Work order
In the records below, find the line containing "Target: chocolate cake layer" and the line containing "Target: plate rim"; please repeat exactly the lines from one to the other, both included, and nothing more.

Records shown section start

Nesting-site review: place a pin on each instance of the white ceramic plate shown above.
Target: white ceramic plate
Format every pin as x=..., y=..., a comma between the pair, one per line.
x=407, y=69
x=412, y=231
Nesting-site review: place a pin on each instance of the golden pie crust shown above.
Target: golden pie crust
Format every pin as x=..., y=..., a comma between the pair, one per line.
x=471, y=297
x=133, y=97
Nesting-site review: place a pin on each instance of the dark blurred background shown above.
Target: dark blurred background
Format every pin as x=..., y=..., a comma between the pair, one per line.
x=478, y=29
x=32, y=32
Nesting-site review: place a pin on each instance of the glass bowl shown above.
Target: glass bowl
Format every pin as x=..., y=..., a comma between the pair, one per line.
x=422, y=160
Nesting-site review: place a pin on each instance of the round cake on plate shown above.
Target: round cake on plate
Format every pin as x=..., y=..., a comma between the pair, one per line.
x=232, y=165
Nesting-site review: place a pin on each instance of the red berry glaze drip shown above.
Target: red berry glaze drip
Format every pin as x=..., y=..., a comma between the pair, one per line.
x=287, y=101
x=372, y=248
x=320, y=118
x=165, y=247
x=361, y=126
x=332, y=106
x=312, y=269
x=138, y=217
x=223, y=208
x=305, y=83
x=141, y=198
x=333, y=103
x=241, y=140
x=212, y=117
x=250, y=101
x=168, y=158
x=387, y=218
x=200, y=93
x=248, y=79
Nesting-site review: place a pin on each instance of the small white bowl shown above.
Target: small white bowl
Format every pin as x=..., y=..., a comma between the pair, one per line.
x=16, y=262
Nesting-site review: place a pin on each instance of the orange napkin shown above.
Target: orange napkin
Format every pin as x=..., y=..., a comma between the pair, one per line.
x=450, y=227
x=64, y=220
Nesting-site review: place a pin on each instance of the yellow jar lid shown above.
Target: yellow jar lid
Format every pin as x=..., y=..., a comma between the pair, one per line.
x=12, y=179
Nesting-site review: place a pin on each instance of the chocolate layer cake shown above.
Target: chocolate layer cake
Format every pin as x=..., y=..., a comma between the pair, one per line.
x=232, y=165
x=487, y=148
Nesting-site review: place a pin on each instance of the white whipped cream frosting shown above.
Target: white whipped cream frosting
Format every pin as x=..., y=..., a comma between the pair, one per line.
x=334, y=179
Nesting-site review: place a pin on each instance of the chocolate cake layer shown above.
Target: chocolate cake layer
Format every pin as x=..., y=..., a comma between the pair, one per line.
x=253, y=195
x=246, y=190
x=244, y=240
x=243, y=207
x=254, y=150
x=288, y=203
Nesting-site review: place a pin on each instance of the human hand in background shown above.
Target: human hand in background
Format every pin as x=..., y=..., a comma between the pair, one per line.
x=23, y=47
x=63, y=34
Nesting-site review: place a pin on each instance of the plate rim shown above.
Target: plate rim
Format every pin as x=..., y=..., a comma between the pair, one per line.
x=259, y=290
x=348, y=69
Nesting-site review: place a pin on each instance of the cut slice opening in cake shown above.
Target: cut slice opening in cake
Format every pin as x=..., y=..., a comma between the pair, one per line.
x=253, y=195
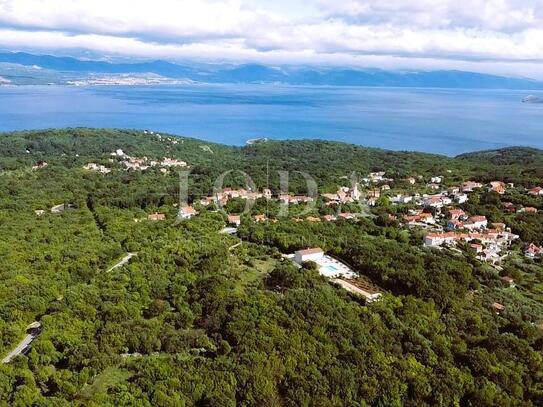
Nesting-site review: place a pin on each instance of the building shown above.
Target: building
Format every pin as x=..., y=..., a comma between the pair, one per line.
x=508, y=281
x=497, y=186
x=171, y=162
x=533, y=251
x=234, y=220
x=186, y=212
x=461, y=198
x=314, y=254
x=469, y=186
x=96, y=167
x=476, y=222
x=456, y=214
x=156, y=216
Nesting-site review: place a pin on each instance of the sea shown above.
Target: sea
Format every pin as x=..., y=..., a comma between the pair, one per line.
x=444, y=121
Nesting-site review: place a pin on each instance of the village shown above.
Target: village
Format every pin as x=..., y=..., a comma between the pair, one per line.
x=427, y=204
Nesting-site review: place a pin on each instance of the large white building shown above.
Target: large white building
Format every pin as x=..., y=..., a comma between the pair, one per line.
x=314, y=254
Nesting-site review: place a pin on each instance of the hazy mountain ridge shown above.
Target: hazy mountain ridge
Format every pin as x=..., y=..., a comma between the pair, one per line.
x=256, y=73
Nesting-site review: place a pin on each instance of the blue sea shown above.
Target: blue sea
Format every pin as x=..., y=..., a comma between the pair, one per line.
x=446, y=121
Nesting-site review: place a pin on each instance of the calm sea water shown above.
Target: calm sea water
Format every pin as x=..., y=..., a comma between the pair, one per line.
x=447, y=121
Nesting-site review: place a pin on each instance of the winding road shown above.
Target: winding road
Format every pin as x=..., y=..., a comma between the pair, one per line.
x=124, y=260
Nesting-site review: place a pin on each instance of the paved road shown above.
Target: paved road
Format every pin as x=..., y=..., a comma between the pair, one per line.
x=19, y=349
x=124, y=260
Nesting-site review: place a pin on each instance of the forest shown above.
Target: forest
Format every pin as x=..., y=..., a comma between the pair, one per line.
x=202, y=318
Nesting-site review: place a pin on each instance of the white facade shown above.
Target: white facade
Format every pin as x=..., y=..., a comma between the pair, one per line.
x=308, y=255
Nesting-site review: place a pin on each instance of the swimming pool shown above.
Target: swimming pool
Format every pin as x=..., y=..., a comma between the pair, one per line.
x=329, y=269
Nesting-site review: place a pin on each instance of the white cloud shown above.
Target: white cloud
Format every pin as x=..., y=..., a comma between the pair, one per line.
x=489, y=35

Records shown section end

Task output
Target: chocolate cake layer
Format every pin as x=..., y=..., a comma between the pair, one per line.
x=253, y=195
x=246, y=190
x=244, y=240
x=243, y=207
x=254, y=150
x=288, y=203
Nesting-site review: place a pin on each instance of the human hand in background shown above.
Target: human hand in background
Format every pin as x=..., y=..., a comma between the pair, one per line.
x=23, y=47
x=63, y=34
Nesting-site review: place a pin on each instance of the plate rim shown above.
Target: plate rim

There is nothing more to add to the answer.